▶ BRIEF
Filter the entries below, copying every line that contains the string "like". Matching is case-sensitive.

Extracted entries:
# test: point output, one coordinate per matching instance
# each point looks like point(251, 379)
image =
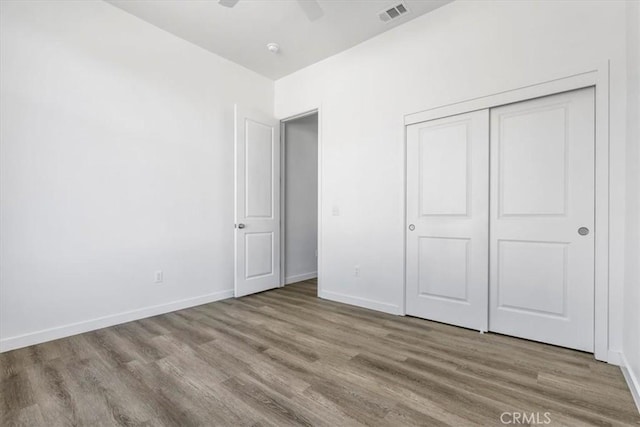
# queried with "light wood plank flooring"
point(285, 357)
==
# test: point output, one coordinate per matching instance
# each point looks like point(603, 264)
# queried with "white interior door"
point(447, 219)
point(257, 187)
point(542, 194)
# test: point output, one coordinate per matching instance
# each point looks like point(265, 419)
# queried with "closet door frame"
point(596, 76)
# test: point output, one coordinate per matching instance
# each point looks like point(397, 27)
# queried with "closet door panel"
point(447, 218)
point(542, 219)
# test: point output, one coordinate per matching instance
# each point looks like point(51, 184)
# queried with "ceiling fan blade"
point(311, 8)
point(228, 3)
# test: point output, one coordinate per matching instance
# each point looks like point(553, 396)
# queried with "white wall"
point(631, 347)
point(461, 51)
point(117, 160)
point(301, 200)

▶ RESPONSE FOR THIS EXERCISE
# each point looks like point(251, 379)
# each point looks like point(603, 264)
# each point looks like point(265, 419)
# each point looks like point(397, 27)
# each point looks like point(51, 184)
# each point looks like point(553, 396)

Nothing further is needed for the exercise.